» BRONFRAGMENT
Ook grijze muizen kunnen creatief zijn

di 19 mrt 2024

Organisatiepsycholoog Eric Rietzschel onderzoekt creativiteit op de werkvloer. Volgens hem helpt creativiteit ons om verder te komen, maar is er ook een negatieve kant.

Bij het woord ‘creatief’ denk je misschien al snel aan kunstenaars of muzikanten – kunstzinnige types met opvallende sieraden en een rommelig atelier. Maar volgens organisatiepsycholoog Eric Rietzschel is creativiteit veel meer dan dat. Hij stelt dat creativiteit verschillende vormen kan aannemen en dat het zeker geen mysterieuze gave is die slechts enkelen bezitten. “Iedereen kan creatief zijn. Ook grijze mannetjes met een bril, zoals ik."

» OPDRACHT A
Wat onderzoekt Eric Rietzschel volgens het bronfragment?
» OPDRACHT B
Geef uit het bronfragment letterlijk het stuk van "Organisatiepsycholoog Eric Rietzschel onderzoekt" tot en met "een negatieve kant." terug.

» DATASETFRAGMENTEN

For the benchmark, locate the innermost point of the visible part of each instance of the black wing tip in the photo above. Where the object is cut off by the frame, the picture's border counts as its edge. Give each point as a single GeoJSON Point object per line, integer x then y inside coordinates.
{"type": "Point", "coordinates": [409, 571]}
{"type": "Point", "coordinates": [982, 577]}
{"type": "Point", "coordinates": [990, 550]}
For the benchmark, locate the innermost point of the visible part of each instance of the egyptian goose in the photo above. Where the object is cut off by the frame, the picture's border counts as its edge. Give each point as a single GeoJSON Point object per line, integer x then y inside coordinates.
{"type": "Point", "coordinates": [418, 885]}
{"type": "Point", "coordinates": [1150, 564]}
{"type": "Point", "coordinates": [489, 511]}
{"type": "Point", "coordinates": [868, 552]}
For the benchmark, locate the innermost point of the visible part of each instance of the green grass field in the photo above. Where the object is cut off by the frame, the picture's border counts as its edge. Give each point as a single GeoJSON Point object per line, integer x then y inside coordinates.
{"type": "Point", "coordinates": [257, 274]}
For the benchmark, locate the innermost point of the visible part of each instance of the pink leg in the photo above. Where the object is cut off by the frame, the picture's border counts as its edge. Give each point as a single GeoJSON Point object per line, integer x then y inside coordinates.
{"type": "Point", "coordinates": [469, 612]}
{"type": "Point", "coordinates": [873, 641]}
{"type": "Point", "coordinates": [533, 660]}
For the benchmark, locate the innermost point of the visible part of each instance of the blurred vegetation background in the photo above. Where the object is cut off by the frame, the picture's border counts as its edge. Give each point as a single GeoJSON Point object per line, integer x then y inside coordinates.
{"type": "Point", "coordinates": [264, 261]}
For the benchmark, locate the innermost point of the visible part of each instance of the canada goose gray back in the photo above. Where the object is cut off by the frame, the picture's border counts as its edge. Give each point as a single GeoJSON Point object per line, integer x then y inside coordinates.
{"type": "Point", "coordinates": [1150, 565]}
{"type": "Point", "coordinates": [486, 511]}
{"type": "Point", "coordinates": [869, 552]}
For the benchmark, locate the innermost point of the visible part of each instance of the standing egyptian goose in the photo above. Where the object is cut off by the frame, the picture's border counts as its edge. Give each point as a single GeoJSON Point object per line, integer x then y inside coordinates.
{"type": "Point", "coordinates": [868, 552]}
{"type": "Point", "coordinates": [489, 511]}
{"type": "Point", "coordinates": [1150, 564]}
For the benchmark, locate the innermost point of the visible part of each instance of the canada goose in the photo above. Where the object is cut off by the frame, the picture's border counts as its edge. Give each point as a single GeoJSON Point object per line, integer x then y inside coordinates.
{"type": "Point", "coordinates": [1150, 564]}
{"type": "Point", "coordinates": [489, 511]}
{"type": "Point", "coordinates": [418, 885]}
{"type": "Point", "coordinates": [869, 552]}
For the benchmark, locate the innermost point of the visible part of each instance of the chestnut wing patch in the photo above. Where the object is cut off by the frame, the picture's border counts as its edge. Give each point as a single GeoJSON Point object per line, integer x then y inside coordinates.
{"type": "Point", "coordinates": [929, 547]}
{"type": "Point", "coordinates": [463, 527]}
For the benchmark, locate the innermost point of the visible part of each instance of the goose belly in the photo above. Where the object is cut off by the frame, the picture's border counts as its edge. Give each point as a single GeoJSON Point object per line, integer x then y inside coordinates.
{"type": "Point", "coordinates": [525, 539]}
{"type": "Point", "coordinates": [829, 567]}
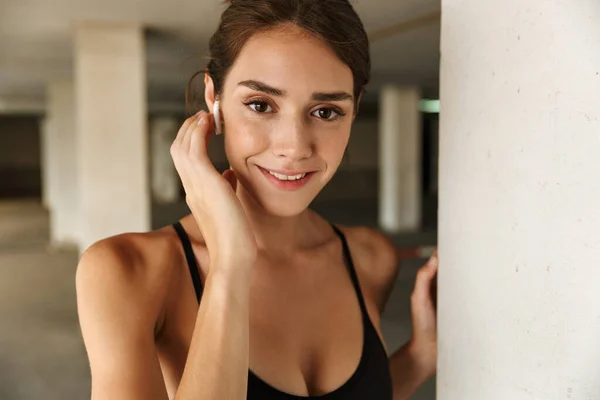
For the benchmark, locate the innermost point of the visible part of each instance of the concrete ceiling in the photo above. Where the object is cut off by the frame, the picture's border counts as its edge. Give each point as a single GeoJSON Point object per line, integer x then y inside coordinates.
{"type": "Point", "coordinates": [36, 42]}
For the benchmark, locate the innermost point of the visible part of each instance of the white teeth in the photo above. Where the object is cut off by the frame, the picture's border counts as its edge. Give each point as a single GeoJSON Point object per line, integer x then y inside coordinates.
{"type": "Point", "coordinates": [287, 177]}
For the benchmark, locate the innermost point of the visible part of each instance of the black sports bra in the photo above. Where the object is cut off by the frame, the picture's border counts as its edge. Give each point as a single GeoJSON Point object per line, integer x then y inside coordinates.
{"type": "Point", "coordinates": [370, 381]}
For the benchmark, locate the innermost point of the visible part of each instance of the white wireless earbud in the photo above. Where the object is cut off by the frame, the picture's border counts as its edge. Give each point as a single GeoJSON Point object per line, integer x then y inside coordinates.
{"type": "Point", "coordinates": [217, 116]}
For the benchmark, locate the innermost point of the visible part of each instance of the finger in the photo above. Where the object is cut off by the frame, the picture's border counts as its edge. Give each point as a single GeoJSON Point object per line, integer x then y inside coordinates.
{"type": "Point", "coordinates": [199, 137]}
{"type": "Point", "coordinates": [230, 176]}
{"type": "Point", "coordinates": [192, 132]}
{"type": "Point", "coordinates": [184, 127]}
{"type": "Point", "coordinates": [211, 129]}
{"type": "Point", "coordinates": [425, 278]}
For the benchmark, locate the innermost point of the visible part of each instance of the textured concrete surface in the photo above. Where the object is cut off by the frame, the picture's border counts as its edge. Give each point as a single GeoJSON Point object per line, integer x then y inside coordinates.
{"type": "Point", "coordinates": [41, 352]}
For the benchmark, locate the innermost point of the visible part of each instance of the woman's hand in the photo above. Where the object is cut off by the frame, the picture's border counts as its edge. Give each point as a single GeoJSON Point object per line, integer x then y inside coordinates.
{"type": "Point", "coordinates": [211, 196]}
{"type": "Point", "coordinates": [423, 344]}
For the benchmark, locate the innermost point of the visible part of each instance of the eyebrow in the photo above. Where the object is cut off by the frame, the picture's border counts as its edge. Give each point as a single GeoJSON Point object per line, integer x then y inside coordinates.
{"type": "Point", "coordinates": [318, 96]}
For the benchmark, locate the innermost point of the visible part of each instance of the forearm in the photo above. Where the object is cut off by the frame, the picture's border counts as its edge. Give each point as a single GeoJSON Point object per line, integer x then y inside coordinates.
{"type": "Point", "coordinates": [409, 371]}
{"type": "Point", "coordinates": [217, 363]}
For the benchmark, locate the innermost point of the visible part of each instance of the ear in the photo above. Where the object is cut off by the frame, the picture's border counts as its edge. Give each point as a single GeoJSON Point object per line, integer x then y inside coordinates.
{"type": "Point", "coordinates": [357, 105]}
{"type": "Point", "coordinates": [209, 92]}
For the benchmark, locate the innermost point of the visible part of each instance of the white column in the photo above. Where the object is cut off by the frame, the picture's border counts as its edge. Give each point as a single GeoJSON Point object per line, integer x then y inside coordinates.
{"type": "Point", "coordinates": [165, 180]}
{"type": "Point", "coordinates": [519, 222]}
{"type": "Point", "coordinates": [60, 162]}
{"type": "Point", "coordinates": [45, 153]}
{"type": "Point", "coordinates": [111, 103]}
{"type": "Point", "coordinates": [400, 159]}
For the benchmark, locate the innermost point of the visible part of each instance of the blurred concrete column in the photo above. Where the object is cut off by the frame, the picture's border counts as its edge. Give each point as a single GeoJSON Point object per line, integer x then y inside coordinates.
{"type": "Point", "coordinates": [400, 159]}
{"type": "Point", "coordinates": [45, 160]}
{"type": "Point", "coordinates": [165, 180]}
{"type": "Point", "coordinates": [110, 64]}
{"type": "Point", "coordinates": [59, 148]}
{"type": "Point", "coordinates": [519, 217]}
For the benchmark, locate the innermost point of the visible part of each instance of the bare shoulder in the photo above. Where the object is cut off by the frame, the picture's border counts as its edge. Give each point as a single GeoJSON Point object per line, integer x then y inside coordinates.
{"type": "Point", "coordinates": [376, 261]}
{"type": "Point", "coordinates": [130, 271]}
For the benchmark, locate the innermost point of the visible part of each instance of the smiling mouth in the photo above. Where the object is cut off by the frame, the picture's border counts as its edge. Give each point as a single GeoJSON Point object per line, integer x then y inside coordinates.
{"type": "Point", "coordinates": [287, 181]}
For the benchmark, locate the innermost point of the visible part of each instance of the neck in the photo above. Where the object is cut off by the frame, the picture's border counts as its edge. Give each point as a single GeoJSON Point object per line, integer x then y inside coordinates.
{"type": "Point", "coordinates": [275, 234]}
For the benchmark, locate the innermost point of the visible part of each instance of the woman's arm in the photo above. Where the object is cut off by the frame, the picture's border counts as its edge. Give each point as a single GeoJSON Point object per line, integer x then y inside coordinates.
{"type": "Point", "coordinates": [117, 311]}
{"type": "Point", "coordinates": [117, 326]}
{"type": "Point", "coordinates": [415, 362]}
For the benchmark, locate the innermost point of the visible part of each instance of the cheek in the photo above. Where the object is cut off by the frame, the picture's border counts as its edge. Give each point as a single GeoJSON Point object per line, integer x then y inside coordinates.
{"type": "Point", "coordinates": [244, 138]}
{"type": "Point", "coordinates": [333, 146]}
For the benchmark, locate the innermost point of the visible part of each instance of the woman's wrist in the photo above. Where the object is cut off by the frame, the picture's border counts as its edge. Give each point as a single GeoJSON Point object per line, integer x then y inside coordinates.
{"type": "Point", "coordinates": [423, 356]}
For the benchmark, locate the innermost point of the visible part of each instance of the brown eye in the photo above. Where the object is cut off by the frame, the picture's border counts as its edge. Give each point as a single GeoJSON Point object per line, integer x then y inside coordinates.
{"type": "Point", "coordinates": [328, 114]}
{"type": "Point", "coordinates": [260, 106]}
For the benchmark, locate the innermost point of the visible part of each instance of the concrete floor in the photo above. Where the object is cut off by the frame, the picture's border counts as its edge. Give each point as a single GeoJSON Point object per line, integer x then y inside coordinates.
{"type": "Point", "coordinates": [41, 352]}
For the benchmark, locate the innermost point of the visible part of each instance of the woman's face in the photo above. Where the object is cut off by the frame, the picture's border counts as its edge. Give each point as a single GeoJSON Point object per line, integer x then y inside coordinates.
{"type": "Point", "coordinates": [287, 108]}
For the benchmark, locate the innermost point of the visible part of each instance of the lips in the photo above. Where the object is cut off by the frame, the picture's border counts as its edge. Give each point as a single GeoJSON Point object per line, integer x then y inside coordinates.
{"type": "Point", "coordinates": [287, 180]}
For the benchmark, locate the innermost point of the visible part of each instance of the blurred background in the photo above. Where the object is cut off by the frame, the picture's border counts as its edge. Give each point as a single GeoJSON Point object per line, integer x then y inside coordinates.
{"type": "Point", "coordinates": [91, 97]}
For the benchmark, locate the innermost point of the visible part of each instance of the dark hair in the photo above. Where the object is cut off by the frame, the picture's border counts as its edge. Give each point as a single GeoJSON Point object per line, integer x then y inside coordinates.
{"type": "Point", "coordinates": [333, 21]}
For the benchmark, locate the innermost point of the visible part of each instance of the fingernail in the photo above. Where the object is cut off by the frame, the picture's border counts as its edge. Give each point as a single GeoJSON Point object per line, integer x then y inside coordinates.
{"type": "Point", "coordinates": [432, 261]}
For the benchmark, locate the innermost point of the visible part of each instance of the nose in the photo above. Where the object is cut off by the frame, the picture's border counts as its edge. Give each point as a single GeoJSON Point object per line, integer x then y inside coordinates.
{"type": "Point", "coordinates": [293, 142]}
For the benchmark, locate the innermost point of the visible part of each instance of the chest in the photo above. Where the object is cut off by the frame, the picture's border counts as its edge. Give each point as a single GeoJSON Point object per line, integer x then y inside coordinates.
{"type": "Point", "coordinates": [306, 326]}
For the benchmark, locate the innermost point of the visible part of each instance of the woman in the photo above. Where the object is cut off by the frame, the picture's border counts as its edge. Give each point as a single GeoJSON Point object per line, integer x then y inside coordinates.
{"type": "Point", "coordinates": [253, 295]}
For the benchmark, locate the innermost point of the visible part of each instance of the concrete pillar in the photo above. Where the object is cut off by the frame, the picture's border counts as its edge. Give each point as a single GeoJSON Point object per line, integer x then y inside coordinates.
{"type": "Point", "coordinates": [400, 159]}
{"type": "Point", "coordinates": [110, 65]}
{"type": "Point", "coordinates": [165, 180]}
{"type": "Point", "coordinates": [60, 163]}
{"type": "Point", "coordinates": [45, 151]}
{"type": "Point", "coordinates": [519, 217]}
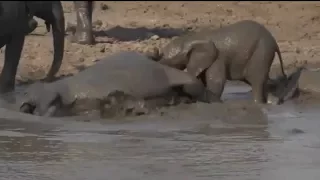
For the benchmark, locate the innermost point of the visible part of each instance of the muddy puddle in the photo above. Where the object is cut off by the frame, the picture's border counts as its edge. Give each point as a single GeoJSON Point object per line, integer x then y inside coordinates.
{"type": "Point", "coordinates": [202, 142]}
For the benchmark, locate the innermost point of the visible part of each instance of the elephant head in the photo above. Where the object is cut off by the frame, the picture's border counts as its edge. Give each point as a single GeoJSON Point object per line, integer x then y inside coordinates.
{"type": "Point", "coordinates": [40, 99]}
{"type": "Point", "coordinates": [195, 57]}
{"type": "Point", "coordinates": [52, 13]}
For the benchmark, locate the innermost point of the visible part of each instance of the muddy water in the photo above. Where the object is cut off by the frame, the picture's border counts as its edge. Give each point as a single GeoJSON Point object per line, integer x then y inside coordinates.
{"type": "Point", "coordinates": [201, 142]}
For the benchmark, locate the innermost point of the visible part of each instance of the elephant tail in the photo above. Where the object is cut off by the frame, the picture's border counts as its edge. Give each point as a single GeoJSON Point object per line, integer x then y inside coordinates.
{"type": "Point", "coordinates": [281, 61]}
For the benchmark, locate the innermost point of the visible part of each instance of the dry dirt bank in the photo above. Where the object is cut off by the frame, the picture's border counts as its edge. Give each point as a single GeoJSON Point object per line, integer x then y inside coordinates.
{"type": "Point", "coordinates": [129, 25]}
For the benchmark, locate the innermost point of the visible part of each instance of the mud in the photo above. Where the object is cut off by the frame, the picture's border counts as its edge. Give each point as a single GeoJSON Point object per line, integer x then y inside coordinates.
{"type": "Point", "coordinates": [141, 25]}
{"type": "Point", "coordinates": [202, 142]}
{"type": "Point", "coordinates": [236, 140]}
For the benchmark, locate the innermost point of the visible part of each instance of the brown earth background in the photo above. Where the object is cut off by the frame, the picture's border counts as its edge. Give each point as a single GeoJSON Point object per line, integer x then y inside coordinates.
{"type": "Point", "coordinates": [139, 25]}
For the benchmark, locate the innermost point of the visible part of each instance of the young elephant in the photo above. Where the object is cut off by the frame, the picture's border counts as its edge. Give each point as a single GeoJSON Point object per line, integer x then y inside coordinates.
{"type": "Point", "coordinates": [241, 51]}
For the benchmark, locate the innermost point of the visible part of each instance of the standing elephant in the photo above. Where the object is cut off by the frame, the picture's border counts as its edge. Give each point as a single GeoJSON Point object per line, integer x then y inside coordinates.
{"type": "Point", "coordinates": [241, 51]}
{"type": "Point", "coordinates": [17, 19]}
{"type": "Point", "coordinates": [84, 34]}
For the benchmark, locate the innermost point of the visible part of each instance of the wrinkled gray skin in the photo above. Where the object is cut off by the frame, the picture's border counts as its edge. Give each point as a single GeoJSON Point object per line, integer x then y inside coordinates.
{"type": "Point", "coordinates": [301, 79]}
{"type": "Point", "coordinates": [242, 51]}
{"type": "Point", "coordinates": [17, 17]}
{"type": "Point", "coordinates": [122, 79]}
{"type": "Point", "coordinates": [282, 89]}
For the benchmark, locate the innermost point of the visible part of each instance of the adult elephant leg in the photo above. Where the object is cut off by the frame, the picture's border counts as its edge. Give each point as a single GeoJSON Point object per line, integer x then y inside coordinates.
{"type": "Point", "coordinates": [12, 57]}
{"type": "Point", "coordinates": [84, 34]}
{"type": "Point", "coordinates": [216, 77]}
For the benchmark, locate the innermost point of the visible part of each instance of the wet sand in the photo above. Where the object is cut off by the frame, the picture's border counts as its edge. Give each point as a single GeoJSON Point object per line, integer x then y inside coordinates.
{"type": "Point", "coordinates": [199, 142]}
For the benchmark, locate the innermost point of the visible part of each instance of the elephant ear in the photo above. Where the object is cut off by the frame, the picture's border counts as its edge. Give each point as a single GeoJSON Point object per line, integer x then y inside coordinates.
{"type": "Point", "coordinates": [201, 56]}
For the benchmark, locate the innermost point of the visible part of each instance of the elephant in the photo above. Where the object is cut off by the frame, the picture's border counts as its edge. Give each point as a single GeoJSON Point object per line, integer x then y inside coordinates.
{"type": "Point", "coordinates": [302, 80]}
{"type": "Point", "coordinates": [17, 16]}
{"type": "Point", "coordinates": [123, 82]}
{"type": "Point", "coordinates": [241, 51]}
{"type": "Point", "coordinates": [83, 31]}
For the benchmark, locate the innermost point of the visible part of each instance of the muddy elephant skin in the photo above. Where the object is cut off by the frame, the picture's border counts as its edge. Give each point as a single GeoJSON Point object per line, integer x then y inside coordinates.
{"type": "Point", "coordinates": [17, 16]}
{"type": "Point", "coordinates": [124, 77]}
{"type": "Point", "coordinates": [241, 51]}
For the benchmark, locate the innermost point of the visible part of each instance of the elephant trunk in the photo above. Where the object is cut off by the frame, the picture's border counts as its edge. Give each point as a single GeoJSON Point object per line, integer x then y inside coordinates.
{"type": "Point", "coordinates": [52, 13]}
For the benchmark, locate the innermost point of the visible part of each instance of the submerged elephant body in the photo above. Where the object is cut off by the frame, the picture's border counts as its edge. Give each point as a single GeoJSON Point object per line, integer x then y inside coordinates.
{"type": "Point", "coordinates": [125, 76]}
{"type": "Point", "coordinates": [17, 19]}
{"type": "Point", "coordinates": [241, 51]}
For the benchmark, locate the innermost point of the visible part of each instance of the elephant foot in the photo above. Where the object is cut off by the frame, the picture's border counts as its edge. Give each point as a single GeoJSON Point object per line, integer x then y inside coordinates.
{"type": "Point", "coordinates": [6, 88]}
{"type": "Point", "coordinates": [209, 97]}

» ANTWOORD A
Creativiteit op de werkvloer.

» ANTWOORD B
Organisatiepsycholoog Eric Rietzschel onderzoekt creativiteit op de werkvloer. Volgens hem helpt creativiteit ons om verder te komen, maar is er ook een negatieve kant.